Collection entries

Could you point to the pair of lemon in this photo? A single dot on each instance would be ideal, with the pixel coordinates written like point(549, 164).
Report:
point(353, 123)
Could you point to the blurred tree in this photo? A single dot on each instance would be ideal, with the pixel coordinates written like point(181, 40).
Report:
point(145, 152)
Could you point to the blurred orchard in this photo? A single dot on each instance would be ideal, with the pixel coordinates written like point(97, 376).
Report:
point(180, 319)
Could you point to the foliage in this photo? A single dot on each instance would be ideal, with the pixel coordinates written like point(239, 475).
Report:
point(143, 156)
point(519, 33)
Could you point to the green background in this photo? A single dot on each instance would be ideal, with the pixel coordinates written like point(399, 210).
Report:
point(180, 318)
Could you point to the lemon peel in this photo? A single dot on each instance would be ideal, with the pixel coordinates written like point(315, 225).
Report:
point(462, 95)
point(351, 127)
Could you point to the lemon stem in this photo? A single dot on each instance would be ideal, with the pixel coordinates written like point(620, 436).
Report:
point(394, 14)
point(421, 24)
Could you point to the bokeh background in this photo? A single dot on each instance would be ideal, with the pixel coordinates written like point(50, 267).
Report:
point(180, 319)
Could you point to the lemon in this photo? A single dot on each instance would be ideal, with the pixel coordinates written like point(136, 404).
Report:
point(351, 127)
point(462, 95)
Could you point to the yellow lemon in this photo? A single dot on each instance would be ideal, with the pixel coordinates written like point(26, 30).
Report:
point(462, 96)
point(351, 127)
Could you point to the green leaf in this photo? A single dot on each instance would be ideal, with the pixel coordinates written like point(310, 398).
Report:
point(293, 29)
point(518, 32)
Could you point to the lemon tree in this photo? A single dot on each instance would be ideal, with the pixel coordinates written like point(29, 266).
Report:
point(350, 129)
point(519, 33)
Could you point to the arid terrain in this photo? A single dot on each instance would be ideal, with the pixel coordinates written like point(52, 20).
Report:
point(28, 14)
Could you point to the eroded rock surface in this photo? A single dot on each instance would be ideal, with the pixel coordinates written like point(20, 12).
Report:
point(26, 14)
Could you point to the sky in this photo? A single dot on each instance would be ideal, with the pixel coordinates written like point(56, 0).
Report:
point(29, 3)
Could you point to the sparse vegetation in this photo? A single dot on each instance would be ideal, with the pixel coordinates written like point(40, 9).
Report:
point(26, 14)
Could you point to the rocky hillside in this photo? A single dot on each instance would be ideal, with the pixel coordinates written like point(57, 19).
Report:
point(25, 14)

> **What the task requires**
Set down precisely the lines above between the line holding "Could you point to the lemon stem" and the line holding "Could you point to the yellow", inclusive, and nothing beyond them.

> **Answer to this exercise**
Could you point to the lemon stem in this photo? A single dot on each instance would be ideal, with the pixel coordinates written like point(620, 436).
Report:
point(394, 14)
point(421, 24)
Could you point to the bokeh background in this photo? A single dot on each instance would be ideal, with the pixel coordinates written like point(50, 267).
Report:
point(180, 319)
Could you point to the lemon in this photo? A single dot on each instance would be ideal, with the pixel coordinates written like point(136, 404).
Report:
point(351, 127)
point(462, 95)
Could you point to the yellow lemon in this photo? A single dot on each instance would be ideal, with the pixel coordinates written like point(26, 30).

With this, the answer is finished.